╭─ EXCERPTED TEXT
Due to epidemiological crisis caused by Covid-19, the foreign trade turnover of Latvia amounted to EUR 1.93 billion in May, which at current prices was 24.1% less than a year ago, of which the exports value of goods dropped by 16.8% and imports value of goods – by 29.6%.
In May, Latvia exported goods in the amount of EUR 906.1 billion and imported – in the amount of EUR 1.03 billion. Compared to May 2019, foreign trade balance improved slightly, as exports in total foreign trade amount increased from 42.8% to 46.9%, according to provisional data from the Central Statistical Bureau of Latvia.
During the first five months of this year foreign trade turnover of Latvia at current prices reached EUR 10.76 billion – EUR 1.08 billion or 9.1% less than in the corresponding period of the previous year. The exports value constituted EUR 5.07 billion (-EUR 217.7 million or -4.1%), whereas the imports value comprised EUR 5.69 billion (-EUR 861.6 million or -13.1%).
Calendar and seasonally adjusted data showed that, compared to May 2019, in May 2020 the exports value at current prices went down by 12% and the imports value by 26.5%, whereas, compared to the previous month, the exports value went up by 1.5% and the imports value – by 3.6%.
Main changes in exports in May 2020, compared to May 2019, included the following: exports of vehicles and associated transport equipment down by EUR 38 million or 51.2%; exports of prepared foodstuffs down by EUR 22.4 million or 23%; exports of base metals and articles of base metals down by EUR 21.6 million or 21%; exports of mineral products down by EUR 17 million or 29.7%; exports of wood and articles of wood down by EUR 14.7 million or 7.7%.
╰─
╭─ SUPPLIED ENTRIES
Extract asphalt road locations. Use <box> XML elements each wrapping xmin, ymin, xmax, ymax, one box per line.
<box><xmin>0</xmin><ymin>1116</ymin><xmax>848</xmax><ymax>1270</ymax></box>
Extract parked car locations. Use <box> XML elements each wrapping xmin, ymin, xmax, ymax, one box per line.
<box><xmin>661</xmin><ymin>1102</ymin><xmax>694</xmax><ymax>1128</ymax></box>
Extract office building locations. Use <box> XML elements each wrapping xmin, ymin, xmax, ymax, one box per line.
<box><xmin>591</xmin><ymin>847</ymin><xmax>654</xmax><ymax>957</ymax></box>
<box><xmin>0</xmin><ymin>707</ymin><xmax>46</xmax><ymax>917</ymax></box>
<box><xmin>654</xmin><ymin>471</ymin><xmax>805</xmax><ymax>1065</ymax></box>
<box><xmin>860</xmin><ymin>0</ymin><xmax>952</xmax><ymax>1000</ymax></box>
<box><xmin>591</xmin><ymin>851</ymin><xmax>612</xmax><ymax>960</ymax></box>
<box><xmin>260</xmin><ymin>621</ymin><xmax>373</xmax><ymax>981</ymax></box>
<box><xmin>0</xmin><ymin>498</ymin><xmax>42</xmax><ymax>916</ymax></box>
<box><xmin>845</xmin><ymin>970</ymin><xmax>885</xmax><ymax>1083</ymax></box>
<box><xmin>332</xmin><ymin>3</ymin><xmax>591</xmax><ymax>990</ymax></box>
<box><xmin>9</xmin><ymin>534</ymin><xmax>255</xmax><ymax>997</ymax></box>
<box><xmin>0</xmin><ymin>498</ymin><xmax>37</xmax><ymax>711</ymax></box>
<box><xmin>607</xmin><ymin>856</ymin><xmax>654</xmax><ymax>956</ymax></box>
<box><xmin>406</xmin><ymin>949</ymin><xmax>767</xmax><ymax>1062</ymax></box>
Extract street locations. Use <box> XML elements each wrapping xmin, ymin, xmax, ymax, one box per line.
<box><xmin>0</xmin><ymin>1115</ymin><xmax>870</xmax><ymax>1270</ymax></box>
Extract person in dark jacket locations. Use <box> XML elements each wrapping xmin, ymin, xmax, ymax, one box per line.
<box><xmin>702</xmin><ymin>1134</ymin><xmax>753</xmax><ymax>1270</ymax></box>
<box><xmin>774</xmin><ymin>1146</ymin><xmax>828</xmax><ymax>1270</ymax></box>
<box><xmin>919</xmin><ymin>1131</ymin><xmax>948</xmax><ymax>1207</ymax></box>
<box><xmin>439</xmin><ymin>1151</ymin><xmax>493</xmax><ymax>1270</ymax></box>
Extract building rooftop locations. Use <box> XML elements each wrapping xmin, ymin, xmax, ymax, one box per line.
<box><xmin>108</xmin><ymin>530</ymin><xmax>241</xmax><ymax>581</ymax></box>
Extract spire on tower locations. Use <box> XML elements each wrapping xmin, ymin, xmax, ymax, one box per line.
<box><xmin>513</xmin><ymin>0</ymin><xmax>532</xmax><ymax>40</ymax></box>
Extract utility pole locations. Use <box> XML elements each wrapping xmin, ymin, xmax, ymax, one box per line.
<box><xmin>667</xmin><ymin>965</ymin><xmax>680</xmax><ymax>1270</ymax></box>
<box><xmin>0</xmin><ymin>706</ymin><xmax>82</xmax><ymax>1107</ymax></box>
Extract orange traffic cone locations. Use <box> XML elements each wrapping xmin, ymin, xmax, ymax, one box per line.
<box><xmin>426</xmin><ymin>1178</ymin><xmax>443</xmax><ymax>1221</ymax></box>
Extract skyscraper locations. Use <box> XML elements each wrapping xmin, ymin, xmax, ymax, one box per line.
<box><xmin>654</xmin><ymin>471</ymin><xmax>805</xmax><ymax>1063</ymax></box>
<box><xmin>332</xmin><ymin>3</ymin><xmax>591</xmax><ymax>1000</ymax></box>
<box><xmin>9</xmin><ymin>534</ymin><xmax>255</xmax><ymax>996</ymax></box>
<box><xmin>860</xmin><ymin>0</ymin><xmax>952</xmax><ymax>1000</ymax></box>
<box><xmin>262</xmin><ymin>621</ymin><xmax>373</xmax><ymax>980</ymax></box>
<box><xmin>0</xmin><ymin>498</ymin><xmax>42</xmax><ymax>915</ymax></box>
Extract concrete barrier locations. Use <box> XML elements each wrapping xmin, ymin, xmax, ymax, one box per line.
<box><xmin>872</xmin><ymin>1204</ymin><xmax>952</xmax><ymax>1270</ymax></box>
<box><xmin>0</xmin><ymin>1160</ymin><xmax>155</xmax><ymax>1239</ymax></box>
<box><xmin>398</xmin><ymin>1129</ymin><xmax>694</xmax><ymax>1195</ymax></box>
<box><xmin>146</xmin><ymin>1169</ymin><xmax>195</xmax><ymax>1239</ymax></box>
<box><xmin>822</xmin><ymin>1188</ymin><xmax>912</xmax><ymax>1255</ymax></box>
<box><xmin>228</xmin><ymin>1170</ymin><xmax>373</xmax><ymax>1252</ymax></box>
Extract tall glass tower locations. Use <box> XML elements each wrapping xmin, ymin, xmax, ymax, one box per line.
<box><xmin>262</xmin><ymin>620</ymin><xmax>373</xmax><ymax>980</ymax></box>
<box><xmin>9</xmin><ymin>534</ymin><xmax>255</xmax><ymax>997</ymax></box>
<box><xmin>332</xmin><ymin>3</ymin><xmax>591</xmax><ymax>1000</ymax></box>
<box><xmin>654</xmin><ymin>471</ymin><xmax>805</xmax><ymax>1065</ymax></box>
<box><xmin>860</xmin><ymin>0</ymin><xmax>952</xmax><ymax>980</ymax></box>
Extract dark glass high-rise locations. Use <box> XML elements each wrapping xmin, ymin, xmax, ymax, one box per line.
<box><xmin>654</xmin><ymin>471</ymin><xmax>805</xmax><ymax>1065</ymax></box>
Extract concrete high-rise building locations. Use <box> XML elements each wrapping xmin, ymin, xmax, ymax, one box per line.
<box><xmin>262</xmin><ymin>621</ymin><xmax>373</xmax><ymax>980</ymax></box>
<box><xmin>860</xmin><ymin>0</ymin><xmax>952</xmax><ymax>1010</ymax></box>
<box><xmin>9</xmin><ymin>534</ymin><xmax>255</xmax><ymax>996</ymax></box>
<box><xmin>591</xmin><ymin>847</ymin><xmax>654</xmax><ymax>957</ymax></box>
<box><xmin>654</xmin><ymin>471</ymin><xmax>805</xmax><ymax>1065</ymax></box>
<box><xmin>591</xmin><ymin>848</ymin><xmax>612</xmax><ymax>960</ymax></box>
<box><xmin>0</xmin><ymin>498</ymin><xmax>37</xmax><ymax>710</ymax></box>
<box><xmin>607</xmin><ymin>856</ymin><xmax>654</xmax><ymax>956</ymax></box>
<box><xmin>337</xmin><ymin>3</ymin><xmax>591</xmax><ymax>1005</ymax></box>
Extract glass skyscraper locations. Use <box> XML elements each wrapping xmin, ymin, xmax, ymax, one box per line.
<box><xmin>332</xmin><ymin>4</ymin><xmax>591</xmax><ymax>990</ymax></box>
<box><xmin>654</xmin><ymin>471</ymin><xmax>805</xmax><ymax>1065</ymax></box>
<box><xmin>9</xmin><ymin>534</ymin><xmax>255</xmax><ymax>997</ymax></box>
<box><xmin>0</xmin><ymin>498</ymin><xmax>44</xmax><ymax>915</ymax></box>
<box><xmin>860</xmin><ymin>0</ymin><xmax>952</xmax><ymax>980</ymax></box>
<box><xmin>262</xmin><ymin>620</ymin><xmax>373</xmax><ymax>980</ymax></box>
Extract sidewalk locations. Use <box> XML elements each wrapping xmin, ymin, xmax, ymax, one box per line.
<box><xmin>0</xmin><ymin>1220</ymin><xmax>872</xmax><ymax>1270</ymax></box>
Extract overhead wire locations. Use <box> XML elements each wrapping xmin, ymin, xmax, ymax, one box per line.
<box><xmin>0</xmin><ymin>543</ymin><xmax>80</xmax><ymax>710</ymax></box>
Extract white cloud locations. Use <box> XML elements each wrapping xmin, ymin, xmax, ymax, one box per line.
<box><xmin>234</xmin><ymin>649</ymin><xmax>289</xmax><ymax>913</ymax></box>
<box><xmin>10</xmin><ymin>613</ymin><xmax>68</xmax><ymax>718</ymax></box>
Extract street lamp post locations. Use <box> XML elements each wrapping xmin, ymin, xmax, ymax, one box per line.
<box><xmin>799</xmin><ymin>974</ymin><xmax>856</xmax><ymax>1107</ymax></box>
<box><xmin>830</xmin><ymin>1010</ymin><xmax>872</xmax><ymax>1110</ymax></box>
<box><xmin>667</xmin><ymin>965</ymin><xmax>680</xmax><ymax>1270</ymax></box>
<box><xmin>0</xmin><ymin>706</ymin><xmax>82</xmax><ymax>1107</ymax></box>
╰─
▸ **WHAT YOU WILL DO**
[A] In the text on Latvia's foreign trade, how much did exports of mineral products fall in May 2020 compared with May 2019?
[B] Reproduce the passage of the text on Latvia's foreign trade between "Due to epidemiological" and "goods – by 29.6%.", inclusive.
[C] Carry on the text on Latvia's foreign trade from the point where it stops.

▸ **RESULTS FOR THE EXERCISE**
[A] They fell by EUR 17 million, or 29.7%.

[B]
Due to epidemiological crisis caused by Covid-19, the foreign trade turnover of Latvia amounted to EUR 1.93 billion in May, which at current prices was 24.1% less than a year ago, of which the exports value of goods dropped by 16.8% and imports value of goods – by 29.6%.

[C]
Main changes in imports in May 2020, compared to May 2019, included the following: imports of vehicles and associated transport equipment down by EUR 204.9 million or 75.3%; imports of mineral products down by EUR 58.5 million or 41.5%; imports of products of the chemical and allied industries down by EUR 29 million or 21.1%; imports of machinery and mechanical appliances; electrical equipment down by EUR 26.8 million or 10.1%; imports of prepared foodstuffs down by EUR 23.8 million or 20.3%.
In May, imports of protective oral-nasal masks comprised EUR 9.7 million (-EUR 1.6 million or -13.8% MoM). They mainly were imported from China (86.9% or EUR 8.4 million). Since epidemiological crisis caused by coronavirus Covid-19 has started, demand for these goods still remains high.
In May, the main export partners of Latvia in trade with EU countries were Lithuania (17% of total exports), Estonia (12.1%), Germany (7.6%) and Sweden (7.1%), whereas the main import partners were Lithuania (19.1% of total imports), Poland (10.3%), Germany (9.4%) and Estonia (8.6%). Russia was the main partner in trade with third countries; its share in total Latvian exports in May accounted for 6.7%, whereas in imports – for 6.5%.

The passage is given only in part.